◆ **AIM OF THE TASK**
In your copy of the data below, reproduce every entry exactly and omit the pictures.

╭─ MATERIAL FOR THE TASK

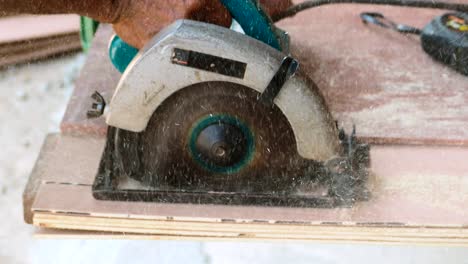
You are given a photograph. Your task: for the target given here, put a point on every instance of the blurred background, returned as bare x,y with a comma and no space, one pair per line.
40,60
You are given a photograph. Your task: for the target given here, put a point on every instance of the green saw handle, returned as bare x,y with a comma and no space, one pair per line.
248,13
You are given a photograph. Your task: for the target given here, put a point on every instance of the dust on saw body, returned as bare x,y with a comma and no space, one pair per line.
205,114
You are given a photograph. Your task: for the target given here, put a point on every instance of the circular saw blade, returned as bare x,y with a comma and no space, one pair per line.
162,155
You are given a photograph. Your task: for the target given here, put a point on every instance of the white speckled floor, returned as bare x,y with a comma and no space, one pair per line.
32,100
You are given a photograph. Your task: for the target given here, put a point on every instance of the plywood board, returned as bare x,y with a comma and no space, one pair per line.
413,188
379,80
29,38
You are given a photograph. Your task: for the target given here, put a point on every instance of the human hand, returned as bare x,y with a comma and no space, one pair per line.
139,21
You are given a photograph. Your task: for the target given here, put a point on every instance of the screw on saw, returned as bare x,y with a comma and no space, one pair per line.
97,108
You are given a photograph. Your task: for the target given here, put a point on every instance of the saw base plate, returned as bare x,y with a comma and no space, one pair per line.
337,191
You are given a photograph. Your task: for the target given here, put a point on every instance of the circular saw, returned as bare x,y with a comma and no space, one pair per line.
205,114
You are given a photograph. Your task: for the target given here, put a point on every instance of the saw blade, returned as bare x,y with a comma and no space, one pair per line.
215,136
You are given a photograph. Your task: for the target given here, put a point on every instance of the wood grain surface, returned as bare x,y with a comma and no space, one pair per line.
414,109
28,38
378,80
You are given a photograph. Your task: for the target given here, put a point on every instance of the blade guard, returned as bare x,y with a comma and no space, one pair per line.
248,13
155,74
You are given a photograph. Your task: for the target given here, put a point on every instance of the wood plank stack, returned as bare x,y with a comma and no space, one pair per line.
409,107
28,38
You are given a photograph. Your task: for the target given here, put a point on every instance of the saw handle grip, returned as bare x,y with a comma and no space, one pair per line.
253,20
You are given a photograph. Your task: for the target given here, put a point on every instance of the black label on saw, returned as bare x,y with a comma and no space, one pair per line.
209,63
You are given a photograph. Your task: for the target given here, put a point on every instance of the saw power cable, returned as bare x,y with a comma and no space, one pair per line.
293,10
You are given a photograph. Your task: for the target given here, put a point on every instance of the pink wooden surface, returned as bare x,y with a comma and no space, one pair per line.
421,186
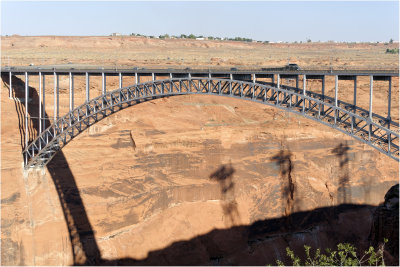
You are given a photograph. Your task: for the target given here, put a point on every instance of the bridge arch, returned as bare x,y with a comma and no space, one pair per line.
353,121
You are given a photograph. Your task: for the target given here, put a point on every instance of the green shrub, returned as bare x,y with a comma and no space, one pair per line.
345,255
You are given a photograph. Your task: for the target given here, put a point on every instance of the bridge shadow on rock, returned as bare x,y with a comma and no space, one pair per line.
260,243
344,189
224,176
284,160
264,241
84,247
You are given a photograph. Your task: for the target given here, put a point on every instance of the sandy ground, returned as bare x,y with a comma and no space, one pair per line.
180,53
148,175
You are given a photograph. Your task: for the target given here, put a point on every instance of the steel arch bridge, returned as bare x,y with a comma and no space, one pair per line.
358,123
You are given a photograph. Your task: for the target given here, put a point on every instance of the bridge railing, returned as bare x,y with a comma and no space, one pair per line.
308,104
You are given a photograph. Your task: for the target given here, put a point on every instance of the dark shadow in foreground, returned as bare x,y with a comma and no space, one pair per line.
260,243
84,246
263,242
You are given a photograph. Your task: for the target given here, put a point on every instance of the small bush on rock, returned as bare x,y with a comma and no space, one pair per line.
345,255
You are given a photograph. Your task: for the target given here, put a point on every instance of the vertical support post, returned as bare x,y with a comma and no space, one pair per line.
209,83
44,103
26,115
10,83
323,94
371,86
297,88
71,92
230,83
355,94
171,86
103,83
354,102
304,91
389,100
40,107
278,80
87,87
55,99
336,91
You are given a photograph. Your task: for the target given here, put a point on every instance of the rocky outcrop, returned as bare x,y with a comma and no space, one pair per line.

╰─

◆ **OUTPUT FOR THIS EXERCISE**
You are given a photograph. Your task: for the target given here, put a point on every instance of the blurred background, returned as bare x,y with a comma and no space, one pair per line.
40,60
You are given a photograph. Your task: for the target given here, put a point on every instance of the green saw handle, returned as bare x,y with a comma and no space, one pair per line.
248,13
You are given a photograph. Your task: for the target given here, put a point on every instance of the dust on saw body, returned as bare x,y with a comma and no space, one pair per line.
205,114
You are given a photograph. Your task: for the target given here, put a point on every instance of the circular saw blade, returned as bare x,y with a comma and no space, one pair per line.
162,155
You are given a photograph. Your task: for the target given here, put a point on every instance of the white speckled floor, returned as bare x,y with a comma and no space, one pair per line.
32,100
You are given a photograph. Your task: for the target given here, put a point on every instance of the plywood board, returned as bare x,y with a comma and no space, one pair per line.
413,188
379,80
29,38
You are given a photograph. Your task: for the target given here, put a point on every instance of the human hand, returned as bare x,y with a comma and no space, one pair per line.
139,21
You are given a photograph. Your task: for the target given here, put a point on every instance of the screw on saw, returned as bare x,y with a comma and no space, one pair per line.
97,108
You are given a photograph. Your task: for the target given here, put a point on every instance of the saw base plate, returned as bare x,y with a comma and no space, one pair per line.
337,191
You are given a photograph. Your task: for the target given here, put a point on every instance of the circular saw, returned as bare x,y with a comma and no space, one pair per line.
205,114
You are given a photograph. Your task: for the target given here, put a point on every instance of the saw blade, returned as bare x,y with a comma and no space, one pair per line.
215,136
You are given a photograph. Your task: for the target given here, put a point on every instance of the wood grain surface, returned as bare x,y with a comma and no space, one pair per line.
414,109
28,38
378,80
You are given a photograph. Your task: for the target given here, put a point on every instance of the blade guard, returned as bare x,y with a comma and no space, one pair per line.
248,13
155,74
You are given a photograph. Your task: for the target given here, put a point on every instance of the wood plank stack, returned as bare x,y with a comma and no space, one pair per line.
409,107
28,38
You are given a photograph. Your task: for the target given here, put a point on every instance of the saw handle grip, returned as bare x,y with a comma and no space, one pair per line.
253,20
You are given a photograph. Your task: for the target given here, put a point on every instance of the black label on saw, returned as bare x,y with a comma and no space, one pair per line.
209,63
You are given a photograph. Your task: for the target given here, put a point on every instance of the saw power cable, returned as bare x,y with a comma and no space, one pair per line.
293,10
You are given a photograph. Your task: for the target given here, put a point on every instance of the pink wooden surface, returned as bare x,y with a comma and no space, one pair per line.
421,186
You are given a photograph. Your task: for the target given here, put a point on every instance of the bridge arch, returned as bare x,y with a comma and no space, one pair per line.
353,121
You are given a photograph. Your task: for the target given here, put a point on every instance of the green shrub, returned as bare x,y with a comma and no space, one pair per line.
345,255
You are given a photograph. Your task: for the target given here, put a point on every instance of the bridge shadow on rock, returned as bare x,y with a comma and no space, one pair per line.
260,243
344,189
224,176
284,160
264,241
84,247
You are given a photograph. Your task: for the target given here, put a point on every instance of the sandy ground, returned as bare x,y with a comma and no space, one pair per line.
180,53
148,175
You are given a photograph. Your task: for the target given here, put a point on every instance of the steel arch bridge, returned as bare x,y with a comma and no space, one pair per line.
358,123
You are given a photograph. Your task: for the target given here, put a point on every instance of the bridge railing, returned as bare x,y with a comma and no space, one pair per line.
308,104
You are given a photograph. Your task: for the target given here, put a point on every instance of the dark shadow in foreground, returned as bare x,y with a comma and no space, one pair per line.
260,243
84,246
263,242
You are given a photograph. Your task: for the target given here, put a point on every instance of the small bush on rock, returned as bare x,y with a comma and no space, one pair per line.
345,255
You are given a photograph. Your task: for the target given here, put a point on every instance of the vertical support post, returned as bare x,y with a comma and no space, one pair per line.
209,83
44,103
26,115
10,83
323,94
371,86
297,88
71,92
230,83
355,94
171,86
103,83
354,102
304,91
389,100
40,107
278,80
87,87
55,99
336,91
You are given a photograph. Your task: for the target given here, put a point on every instance of the rocky outcrop, returned as bare x,y with a comma and no space, one pair per line.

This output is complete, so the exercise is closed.